### REQUEST
Express every line of the items below as a Markdown table with two columns, Row and Item line, numbering the lines in order and omitting blank lines. Leave the pictures out of the table.

==== INPUT FOR THIS TASK ====

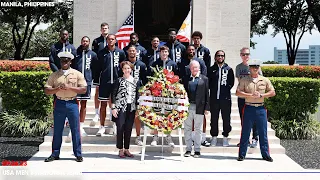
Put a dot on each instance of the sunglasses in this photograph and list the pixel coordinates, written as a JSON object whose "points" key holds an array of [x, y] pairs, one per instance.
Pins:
{"points": [[245, 54]]}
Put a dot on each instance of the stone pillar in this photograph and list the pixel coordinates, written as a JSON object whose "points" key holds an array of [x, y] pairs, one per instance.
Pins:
{"points": [[225, 25], [88, 15]]}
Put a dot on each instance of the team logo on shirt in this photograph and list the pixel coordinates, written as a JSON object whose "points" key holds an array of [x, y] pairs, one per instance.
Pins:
{"points": [[88, 61], [116, 57], [178, 55], [200, 55], [224, 77], [136, 73]]}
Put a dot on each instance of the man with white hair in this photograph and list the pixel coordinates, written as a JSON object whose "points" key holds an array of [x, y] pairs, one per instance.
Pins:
{"points": [[197, 87]]}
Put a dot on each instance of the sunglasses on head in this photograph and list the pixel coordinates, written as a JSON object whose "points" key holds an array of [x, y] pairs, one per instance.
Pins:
{"points": [[245, 54]]}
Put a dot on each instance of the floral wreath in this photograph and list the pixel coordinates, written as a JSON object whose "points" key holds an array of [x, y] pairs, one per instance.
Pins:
{"points": [[163, 102]]}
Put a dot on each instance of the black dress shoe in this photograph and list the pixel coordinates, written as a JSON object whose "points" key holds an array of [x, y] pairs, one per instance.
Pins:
{"points": [[51, 158], [79, 159], [268, 158], [240, 158]]}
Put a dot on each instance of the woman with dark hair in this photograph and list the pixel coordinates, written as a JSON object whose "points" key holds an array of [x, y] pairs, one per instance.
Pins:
{"points": [[124, 101]]}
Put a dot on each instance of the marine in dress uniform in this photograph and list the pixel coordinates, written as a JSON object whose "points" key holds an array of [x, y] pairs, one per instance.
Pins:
{"points": [[66, 84], [254, 89]]}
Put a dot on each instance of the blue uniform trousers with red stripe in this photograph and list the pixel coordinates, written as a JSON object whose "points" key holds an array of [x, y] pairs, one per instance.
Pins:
{"points": [[63, 109], [259, 116]]}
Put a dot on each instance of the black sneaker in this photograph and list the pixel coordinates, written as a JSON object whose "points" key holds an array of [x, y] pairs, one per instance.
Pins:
{"points": [[79, 159], [268, 159], [196, 154], [240, 158], [51, 158], [205, 143], [187, 154]]}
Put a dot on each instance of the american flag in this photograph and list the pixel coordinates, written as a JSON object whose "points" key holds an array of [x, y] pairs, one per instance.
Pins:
{"points": [[123, 34]]}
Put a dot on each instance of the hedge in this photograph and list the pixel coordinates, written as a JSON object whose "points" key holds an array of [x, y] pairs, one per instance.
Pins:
{"points": [[14, 66], [23, 91], [296, 98], [291, 71]]}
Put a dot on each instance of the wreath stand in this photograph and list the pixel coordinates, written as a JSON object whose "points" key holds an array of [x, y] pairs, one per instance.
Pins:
{"points": [[146, 131]]}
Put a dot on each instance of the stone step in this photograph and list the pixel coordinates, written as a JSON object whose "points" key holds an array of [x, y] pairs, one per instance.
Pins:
{"points": [[92, 139], [91, 109], [67, 147], [234, 123], [109, 130]]}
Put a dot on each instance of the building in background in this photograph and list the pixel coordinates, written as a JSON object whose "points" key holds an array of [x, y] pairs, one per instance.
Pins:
{"points": [[309, 56]]}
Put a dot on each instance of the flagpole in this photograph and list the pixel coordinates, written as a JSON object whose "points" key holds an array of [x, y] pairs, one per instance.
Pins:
{"points": [[133, 14], [191, 9]]}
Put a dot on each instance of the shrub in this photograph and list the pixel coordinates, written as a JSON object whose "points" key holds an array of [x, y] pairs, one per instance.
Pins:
{"points": [[23, 91], [14, 66], [291, 71], [296, 98], [293, 129], [17, 124]]}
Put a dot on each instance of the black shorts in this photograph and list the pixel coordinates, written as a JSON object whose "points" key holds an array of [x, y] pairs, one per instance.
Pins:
{"points": [[85, 96], [105, 91]]}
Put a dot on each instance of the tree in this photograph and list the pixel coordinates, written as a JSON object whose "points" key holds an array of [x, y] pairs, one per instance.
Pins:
{"points": [[292, 19], [23, 21], [314, 9], [258, 11]]}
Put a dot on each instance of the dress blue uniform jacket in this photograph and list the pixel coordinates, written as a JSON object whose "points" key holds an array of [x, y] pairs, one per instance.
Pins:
{"points": [[169, 65], [204, 54], [179, 51], [184, 67], [141, 51], [106, 58], [90, 63], [54, 60], [226, 82]]}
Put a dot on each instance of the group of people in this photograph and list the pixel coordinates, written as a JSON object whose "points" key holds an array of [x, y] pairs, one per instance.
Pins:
{"points": [[118, 73]]}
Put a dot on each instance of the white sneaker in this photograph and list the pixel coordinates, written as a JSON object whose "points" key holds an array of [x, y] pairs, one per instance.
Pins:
{"points": [[138, 141], [155, 140], [83, 132], [101, 131], [225, 142], [169, 141], [214, 141]]}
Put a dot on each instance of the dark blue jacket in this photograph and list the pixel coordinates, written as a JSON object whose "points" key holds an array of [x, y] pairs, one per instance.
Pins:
{"points": [[178, 49], [54, 60], [184, 67], [89, 59], [149, 58], [140, 71], [108, 61], [141, 51], [171, 65], [221, 80], [204, 54]]}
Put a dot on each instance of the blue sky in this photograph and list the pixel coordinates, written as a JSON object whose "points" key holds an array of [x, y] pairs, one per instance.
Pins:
{"points": [[266, 43]]}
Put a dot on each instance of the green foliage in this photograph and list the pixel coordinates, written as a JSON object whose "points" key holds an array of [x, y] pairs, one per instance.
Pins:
{"points": [[296, 98], [295, 129], [23, 21], [17, 124], [291, 71], [270, 62], [23, 91]]}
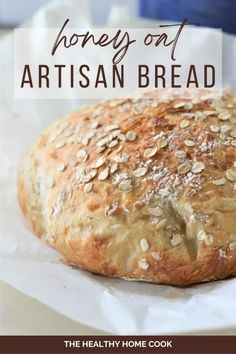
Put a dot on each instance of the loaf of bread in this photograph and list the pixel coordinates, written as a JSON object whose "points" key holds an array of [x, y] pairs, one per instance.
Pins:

====

### SOLUTION TO THIS PROBLEM
| Row | Item line |
|---|---|
| 1 | Put a dot on each instance of the sunglasses in this photograph and list the pixel coordinates, written as a JSON object whose "points" key holds an array of [x, y] pairs, one per instance. |
| 2 | Pins: |
| 3 | {"points": [[245, 54]]} |
| 4 | Put a dot on each instance of the stone pillar in this photograph and list the pixel coordinates, written as a JSON object whose "points" key holds an array of [x, y] pairs, one per instance. |
| 5 | Pins: |
| 6 | {"points": [[225, 25], [88, 15]]} |
| 7 | Put a dot on each instance of the team logo on shirt in this photograph and list the pixel coordinates, written as a JSON object whose "points" key holds an array of [x, y] pairs, one per instance. |
| 8 | Pins: |
| 9 | {"points": [[88, 61], [116, 57], [178, 55], [200, 55], [224, 77], [136, 73]]} |
| 10 | Put a dot on each instance of the man with white hair in this photograph and list the pixel coordinates, written as a JSON object whose "points" key holds an array of [x, y] pairs, one per instance. |
| 11 | Pins: |
| 12 | {"points": [[197, 87]]} |
| 13 | Put a dot on each instance of the sunglasses on head in this photograph and list the pixel coordinates, written as a JSON object whose "points" key holds an array of [x, y] pairs, one per instance. |
| 14 | Pins: |
| 15 | {"points": [[245, 54]]} |
| 16 | Put a dot on each instance of the floral wreath in this photograph and list the pixel coordinates, written as a JSON object whose "points" key holds an array of [x, y] pairs, one per instance. |
| 17 | Pins: |
| 18 | {"points": [[163, 102]]} |
| 19 | Put a dot on each instance of the black dress shoe in this photograph and list the pixel coordinates, written as a JSON object whose "points" key holds an array of [x, y] pairs, one per instance. |
| 20 | Pins: |
| 21 | {"points": [[51, 158], [79, 159], [268, 158], [240, 158]]} |
| 22 | Put a dot on each instance of the woman with dark hair in this photograph and list the pixel coordinates, written as a JSON object whose "points" key holds an array of [x, y] pairs, one per instance. |
| 23 | Pins: |
| 24 | {"points": [[124, 101]]} |
| 25 | Put a dot on each instance of the marine in dress uniform in this photograph and list the pixel coordinates, written as a JSON object whose "points" key holds an array of [x, y] pairs, one per instance. |
| 26 | Pins: |
| 27 | {"points": [[66, 84], [254, 89]]} |
| 28 | Put a dot on each instance of the blue uniform trousers with red stripe in this photograph and list the pixel coordinates, written as a JSON object whose "points" key holds an array of [x, y] pairs, one per instance. |
| 29 | Pins: |
| 30 | {"points": [[63, 109], [259, 116]]} |
| 31 | Put a dot on each instance of the black sneaker in this photograph and list the pixel coordinates, written as a JSON object whose "points" key holds an array of [x, y] pairs, one per instance. |
| 32 | Pins: |
| 33 | {"points": [[79, 159], [268, 159], [196, 154], [240, 158], [51, 158], [205, 143], [187, 154]]} |
| 34 | Put a dot on each instance of the american flag in this photograph and list the pixel coordinates, written as a JSON object whose "points" key holds an array of [x, y] pairs, one per instance. |
| 35 | Pins: |
| 36 | {"points": [[123, 34]]} |
| 37 | Put a dot on each instance of the hedge in this photograph and list the pixel coordinates, written as a JSON object whose "points" key holds an array of [x, y] pairs, one per instance. |
| 38 | Pins: |
| 39 | {"points": [[14, 66], [23, 91], [296, 98], [291, 71]]} |
| 40 | Put a dot on each instance of the wreath stand in this photograph and list the pixel coordinates, written as a JSON object whose "points" key holds an array of [x, y] pairs, one per instance. |
| 41 | Pins: |
| 42 | {"points": [[146, 131]]} |
| 43 | Put a dot on each instance of the stone step in this photograph and list the pixel coordinates, written as a JSON object whose "points" key holds an array of [x, y] pairs, one per instance. |
| 44 | Pins: |
| 45 | {"points": [[92, 139], [91, 109], [67, 147], [234, 123], [109, 130]]} |
| 46 | Put a dot on each instance of the building in background in this photograph and list the pixel coordinates, written as a JSON object whose "points" key holds an array of [x, y] pairs, one per instance. |
| 47 | Pins: |
| 48 | {"points": [[309, 56]]} |
| 49 | Put a dot on each instance of the flagpole in this photograph and list the pixel coordinates, written as a JSON object whose "points" key holds an array of [x, y] pairs, one per instance. |
| 50 | Pins: |
| 51 | {"points": [[133, 14], [191, 9]]} |
| 52 | Put a dot on each instance of the shrub in this photograph and list the pixel coordinates, written as a JSON object whose "points" key holds an array of [x, y] pairs, one per instance. |
| 53 | Pins: |
| 54 | {"points": [[23, 91], [14, 66], [291, 71], [296, 98], [293, 129], [17, 124]]} |
| 55 | Put a dot on each instance of the black shorts in this photograph and list the pixel coordinates, written as a JSON object whose "points" key holds an array of [x, y] pairs, one per instance. |
| 56 | Pins: |
| 57 | {"points": [[85, 96], [105, 91]]} |
| 58 | Put a dot on each instance of the tree in this photograph and list the pixel coordinates, written as a JSON object whose "points" key holds an array of [x, y] pairs, one per instance. |
| 59 | Pins: |
| 60 | {"points": [[292, 19], [23, 21], [314, 9], [258, 11]]} |
| 61 | Put a dot on each instance of the dress blue uniform jacket in this photograph and list the pixel coordinates, written as a JSON object whose "points" key holds an array of [x, y] pairs, one per instance. |
| 62 | Pins: |
| 63 | {"points": [[169, 65], [204, 54], [179, 51], [184, 67], [141, 51], [106, 58], [90, 63], [54, 60], [226, 82]]} |
| 64 | Put a dot on each instance of the group of people in this photograph and list the pixel coordinates, written as a JSON object whose "points" key holds an array of [x, y] pairs, one per instance. |
| 65 | Pins: |
| 66 | {"points": [[118, 73]]} |
| 67 | Put a dot on each instance of the white sneaker in this photograph and list the pixel coordinates, written as a JSON object whose "points" key holds an array of [x, y] pairs, one per instance. |
| 68 | Pins: |
| 69 | {"points": [[138, 141], [155, 140], [83, 132], [101, 131], [225, 142], [169, 141], [214, 141]]} |
| 70 | Put a dot on each instance of the dark blue jacket in this photograph and list the pixel coordinates, written as a JSON object whose "points" key holds an array of [x, y] pairs, one per instance. |
| 71 | Pins: |
| 72 | {"points": [[178, 49], [54, 60], [184, 67], [89, 59], [149, 58], [140, 71], [108, 61], [141, 51], [171, 65], [221, 80], [204, 54]]} |
| 73 | Put a dot on each instance of the blue sky in this photograph and list the pixel coordinates, written as a JSON object whose "points" key holds an array of [x, y] pairs, one per instance. |
| 74 | Pins: |
| 75 | {"points": [[266, 43]]} |
| 76 | Put a dot on each instance of the green foliage in this photograph and list the pixel coordinates, written as a JSON object whose "points" key holds an array of [x, y] pairs, one per instance. |
| 77 | Pins: |
| 78 | {"points": [[296, 98], [295, 129], [23, 21], [17, 124], [291, 71], [270, 62], [23, 91]]} |
| 79 | Put a dot on each instance of the loaf of bread in this photograph and list the pixel coordinates, written as a JSON object whose "points" key holds an array of [x, y] pairs, one per instance. |
| 80 | Pins: |